Data listing
┏━━

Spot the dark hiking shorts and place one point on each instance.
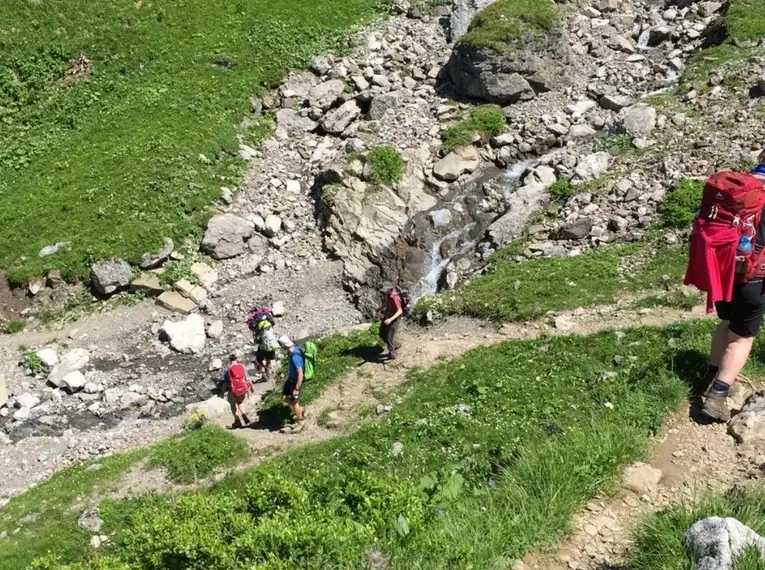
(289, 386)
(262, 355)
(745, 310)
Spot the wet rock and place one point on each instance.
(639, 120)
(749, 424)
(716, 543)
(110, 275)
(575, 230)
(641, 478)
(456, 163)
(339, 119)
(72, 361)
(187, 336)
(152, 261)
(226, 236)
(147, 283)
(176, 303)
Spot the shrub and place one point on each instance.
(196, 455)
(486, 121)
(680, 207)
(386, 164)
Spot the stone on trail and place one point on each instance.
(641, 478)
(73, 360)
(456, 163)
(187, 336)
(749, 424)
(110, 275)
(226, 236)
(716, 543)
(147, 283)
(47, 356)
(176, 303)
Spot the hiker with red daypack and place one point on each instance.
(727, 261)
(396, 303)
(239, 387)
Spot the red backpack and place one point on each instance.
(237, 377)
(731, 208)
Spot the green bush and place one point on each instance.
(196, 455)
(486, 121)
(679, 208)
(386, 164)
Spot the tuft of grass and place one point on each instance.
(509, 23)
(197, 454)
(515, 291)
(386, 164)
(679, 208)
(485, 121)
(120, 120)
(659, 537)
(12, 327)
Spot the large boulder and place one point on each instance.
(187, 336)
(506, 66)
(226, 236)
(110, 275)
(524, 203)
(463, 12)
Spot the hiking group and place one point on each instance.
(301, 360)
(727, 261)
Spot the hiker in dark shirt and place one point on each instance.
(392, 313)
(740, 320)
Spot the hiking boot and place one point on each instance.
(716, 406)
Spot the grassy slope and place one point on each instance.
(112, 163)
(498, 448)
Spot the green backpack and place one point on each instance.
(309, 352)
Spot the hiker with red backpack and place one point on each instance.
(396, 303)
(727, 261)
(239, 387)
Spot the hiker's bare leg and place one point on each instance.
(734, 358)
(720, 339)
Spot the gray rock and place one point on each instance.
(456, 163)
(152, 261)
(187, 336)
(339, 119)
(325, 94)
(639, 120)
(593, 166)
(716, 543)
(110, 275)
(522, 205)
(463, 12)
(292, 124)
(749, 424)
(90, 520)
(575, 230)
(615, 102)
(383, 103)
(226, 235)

┗━━
┏━━

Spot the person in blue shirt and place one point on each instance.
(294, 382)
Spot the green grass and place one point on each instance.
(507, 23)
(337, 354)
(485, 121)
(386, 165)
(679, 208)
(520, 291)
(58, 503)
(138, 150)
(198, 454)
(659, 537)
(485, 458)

┗━━

# Short exercise
List each line of the data above that contains the word "dark".

# Completed exercise
Spot the dark hiking shorts and place one point on each instance.
Spot the hiker in dark shirt and place one point on each instance.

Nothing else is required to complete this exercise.